(Records supplied begins)

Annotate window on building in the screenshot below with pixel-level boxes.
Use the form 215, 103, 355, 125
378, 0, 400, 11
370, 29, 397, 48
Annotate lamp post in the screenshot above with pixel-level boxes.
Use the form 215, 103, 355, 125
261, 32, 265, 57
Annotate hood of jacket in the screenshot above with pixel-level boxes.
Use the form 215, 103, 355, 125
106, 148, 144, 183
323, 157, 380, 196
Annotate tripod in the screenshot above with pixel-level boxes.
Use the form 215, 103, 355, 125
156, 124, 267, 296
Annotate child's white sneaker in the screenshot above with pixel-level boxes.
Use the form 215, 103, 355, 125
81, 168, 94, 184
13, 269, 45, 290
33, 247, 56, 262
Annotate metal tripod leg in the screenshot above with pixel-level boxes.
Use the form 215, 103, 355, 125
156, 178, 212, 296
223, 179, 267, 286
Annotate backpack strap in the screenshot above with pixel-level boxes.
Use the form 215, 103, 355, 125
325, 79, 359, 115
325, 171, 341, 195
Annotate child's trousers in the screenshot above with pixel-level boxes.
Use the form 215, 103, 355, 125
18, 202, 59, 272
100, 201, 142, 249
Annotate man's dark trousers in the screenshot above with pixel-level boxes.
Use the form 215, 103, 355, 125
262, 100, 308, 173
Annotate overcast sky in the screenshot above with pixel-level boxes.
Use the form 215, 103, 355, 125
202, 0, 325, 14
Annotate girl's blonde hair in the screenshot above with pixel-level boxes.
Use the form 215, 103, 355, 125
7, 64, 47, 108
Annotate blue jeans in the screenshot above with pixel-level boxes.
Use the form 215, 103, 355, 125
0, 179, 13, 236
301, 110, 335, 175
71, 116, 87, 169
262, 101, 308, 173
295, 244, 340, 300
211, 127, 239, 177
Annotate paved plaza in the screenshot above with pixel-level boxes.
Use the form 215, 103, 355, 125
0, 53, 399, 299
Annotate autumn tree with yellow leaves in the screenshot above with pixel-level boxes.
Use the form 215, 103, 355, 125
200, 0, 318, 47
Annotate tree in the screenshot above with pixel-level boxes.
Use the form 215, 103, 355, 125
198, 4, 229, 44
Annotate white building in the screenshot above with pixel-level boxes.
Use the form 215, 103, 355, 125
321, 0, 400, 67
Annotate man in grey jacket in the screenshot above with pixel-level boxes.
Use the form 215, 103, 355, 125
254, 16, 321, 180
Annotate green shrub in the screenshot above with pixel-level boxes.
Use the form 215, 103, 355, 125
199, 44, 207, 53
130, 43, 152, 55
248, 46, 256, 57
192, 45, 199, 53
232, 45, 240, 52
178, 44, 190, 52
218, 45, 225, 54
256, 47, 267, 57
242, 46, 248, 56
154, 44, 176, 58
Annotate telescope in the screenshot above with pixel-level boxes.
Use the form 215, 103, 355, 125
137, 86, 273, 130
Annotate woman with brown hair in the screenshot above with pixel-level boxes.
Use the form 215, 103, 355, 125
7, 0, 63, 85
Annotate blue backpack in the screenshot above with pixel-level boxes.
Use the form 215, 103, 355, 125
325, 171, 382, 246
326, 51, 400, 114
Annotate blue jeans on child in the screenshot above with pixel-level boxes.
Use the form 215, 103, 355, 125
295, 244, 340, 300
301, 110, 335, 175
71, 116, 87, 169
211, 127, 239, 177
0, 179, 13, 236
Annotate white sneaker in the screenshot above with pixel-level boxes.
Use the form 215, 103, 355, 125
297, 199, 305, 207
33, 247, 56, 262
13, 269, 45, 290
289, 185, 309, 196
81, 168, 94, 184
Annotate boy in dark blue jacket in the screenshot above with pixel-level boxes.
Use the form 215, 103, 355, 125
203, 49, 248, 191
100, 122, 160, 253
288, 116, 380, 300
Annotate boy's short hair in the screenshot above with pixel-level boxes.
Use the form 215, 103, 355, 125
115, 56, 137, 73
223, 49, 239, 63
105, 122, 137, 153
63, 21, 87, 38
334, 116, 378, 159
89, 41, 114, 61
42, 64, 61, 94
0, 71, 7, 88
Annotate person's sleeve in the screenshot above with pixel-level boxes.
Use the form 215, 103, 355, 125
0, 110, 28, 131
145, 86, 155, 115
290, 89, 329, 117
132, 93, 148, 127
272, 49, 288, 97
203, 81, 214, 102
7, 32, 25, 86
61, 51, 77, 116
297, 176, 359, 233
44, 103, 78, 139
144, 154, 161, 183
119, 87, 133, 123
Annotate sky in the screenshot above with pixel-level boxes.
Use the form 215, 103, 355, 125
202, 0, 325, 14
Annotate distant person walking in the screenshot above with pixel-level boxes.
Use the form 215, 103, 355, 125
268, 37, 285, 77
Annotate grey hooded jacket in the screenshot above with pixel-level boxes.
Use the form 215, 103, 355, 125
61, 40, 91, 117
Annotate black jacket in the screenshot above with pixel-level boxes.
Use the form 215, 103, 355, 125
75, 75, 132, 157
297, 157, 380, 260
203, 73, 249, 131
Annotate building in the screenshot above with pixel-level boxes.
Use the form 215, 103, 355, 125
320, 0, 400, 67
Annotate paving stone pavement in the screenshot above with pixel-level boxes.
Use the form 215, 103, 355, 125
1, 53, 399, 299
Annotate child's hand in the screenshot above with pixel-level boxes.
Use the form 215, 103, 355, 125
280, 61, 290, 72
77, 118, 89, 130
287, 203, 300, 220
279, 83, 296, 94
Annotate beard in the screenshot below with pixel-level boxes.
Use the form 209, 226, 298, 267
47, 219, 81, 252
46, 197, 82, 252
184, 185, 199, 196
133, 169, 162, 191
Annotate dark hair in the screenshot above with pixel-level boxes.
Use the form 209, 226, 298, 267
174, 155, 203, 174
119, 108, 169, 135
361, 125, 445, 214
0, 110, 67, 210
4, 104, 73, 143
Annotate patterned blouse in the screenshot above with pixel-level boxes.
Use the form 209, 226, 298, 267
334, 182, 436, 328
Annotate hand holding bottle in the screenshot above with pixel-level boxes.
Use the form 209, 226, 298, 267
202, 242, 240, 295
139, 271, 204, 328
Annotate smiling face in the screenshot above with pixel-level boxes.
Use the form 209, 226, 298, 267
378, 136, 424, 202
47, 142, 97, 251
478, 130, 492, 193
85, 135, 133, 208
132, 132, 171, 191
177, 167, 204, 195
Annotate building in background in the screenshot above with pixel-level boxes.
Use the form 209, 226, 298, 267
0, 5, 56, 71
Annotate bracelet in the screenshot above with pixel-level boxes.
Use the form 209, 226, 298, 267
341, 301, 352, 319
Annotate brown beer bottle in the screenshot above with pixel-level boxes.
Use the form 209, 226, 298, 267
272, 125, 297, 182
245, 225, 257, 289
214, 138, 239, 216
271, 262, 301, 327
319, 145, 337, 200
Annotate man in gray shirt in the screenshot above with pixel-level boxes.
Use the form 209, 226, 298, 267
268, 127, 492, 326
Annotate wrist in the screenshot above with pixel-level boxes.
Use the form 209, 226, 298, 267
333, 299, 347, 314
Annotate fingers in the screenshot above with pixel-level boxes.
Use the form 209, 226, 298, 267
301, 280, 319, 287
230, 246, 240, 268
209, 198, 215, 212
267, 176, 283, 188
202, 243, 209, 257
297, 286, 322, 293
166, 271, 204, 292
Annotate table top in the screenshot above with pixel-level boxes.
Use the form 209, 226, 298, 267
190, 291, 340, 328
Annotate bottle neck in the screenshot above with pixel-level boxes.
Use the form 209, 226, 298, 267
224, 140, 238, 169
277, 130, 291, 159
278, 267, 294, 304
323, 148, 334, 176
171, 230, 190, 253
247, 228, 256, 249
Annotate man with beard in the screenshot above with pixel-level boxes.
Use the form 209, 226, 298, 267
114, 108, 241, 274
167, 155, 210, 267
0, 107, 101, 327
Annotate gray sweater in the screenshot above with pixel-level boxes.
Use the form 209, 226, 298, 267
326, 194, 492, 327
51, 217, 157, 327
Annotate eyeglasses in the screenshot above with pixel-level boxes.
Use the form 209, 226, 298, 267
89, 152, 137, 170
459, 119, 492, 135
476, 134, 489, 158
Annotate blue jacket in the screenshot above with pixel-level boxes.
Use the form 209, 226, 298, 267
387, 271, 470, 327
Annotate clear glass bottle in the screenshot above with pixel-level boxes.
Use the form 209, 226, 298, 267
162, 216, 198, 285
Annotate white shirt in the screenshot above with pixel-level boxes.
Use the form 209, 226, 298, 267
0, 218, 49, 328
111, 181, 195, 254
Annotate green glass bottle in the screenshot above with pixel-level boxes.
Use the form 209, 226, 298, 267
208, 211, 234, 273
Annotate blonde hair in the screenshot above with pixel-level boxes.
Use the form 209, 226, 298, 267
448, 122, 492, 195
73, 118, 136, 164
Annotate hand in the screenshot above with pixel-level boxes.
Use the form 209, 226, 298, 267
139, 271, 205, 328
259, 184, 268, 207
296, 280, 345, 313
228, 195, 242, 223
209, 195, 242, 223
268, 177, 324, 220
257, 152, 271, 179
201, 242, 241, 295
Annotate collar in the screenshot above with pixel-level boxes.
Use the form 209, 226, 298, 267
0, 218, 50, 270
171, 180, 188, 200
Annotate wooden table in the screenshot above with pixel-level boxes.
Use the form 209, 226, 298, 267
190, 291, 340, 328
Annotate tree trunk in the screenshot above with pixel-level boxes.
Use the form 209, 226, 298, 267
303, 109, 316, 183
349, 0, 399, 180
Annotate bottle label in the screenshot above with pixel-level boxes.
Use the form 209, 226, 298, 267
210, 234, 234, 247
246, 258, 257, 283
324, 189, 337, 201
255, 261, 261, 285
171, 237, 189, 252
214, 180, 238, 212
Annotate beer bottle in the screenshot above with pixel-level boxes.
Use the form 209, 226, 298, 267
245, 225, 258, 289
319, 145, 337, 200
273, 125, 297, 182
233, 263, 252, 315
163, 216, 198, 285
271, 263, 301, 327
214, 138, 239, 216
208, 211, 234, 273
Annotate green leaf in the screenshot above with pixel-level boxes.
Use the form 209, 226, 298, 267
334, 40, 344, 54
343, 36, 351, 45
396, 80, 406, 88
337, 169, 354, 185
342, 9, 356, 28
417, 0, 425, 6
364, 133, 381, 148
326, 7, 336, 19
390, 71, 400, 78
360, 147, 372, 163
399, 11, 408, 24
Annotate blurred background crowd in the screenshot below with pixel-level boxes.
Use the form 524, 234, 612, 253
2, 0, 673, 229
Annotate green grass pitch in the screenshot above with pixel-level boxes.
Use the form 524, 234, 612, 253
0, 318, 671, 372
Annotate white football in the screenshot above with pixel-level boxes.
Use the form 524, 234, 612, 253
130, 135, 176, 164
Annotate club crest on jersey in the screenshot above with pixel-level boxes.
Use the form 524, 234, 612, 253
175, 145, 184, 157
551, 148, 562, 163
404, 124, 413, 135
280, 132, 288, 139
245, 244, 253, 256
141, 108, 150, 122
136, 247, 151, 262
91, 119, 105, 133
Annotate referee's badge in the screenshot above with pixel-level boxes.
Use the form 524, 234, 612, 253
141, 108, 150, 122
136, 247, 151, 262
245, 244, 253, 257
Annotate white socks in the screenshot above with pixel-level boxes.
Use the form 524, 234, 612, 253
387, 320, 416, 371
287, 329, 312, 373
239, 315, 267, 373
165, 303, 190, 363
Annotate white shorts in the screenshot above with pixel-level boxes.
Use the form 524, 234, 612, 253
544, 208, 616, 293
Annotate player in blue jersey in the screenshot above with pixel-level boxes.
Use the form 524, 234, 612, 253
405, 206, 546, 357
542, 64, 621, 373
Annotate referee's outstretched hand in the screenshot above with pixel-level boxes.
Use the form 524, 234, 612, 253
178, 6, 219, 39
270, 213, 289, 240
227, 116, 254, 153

(Records supplied ends)

- Exercise prompt
Starting with the first line above and ending with the line that holds "Annotate child's white", restate each line word for word and add nothing else.

- Exercise answer
Annotate window on building in the screenshot below with pixel-level boxes.
Use the form 215, 103, 355, 125
378, 0, 400, 11
370, 29, 397, 48
Annotate lamp post in the screenshot above with pixel-level boxes.
Use the form 215, 103, 355, 125
261, 32, 265, 57
Annotate hood of jacket in the screenshot above with pixel-level boxes.
Use the form 215, 103, 355, 125
106, 148, 144, 183
323, 157, 380, 196
Annotate tripod in the screenshot above with pixel-level boxes.
Use the form 215, 103, 355, 125
156, 124, 267, 296
Annotate child's white sneaker in the screenshot above with pixel-level boxes.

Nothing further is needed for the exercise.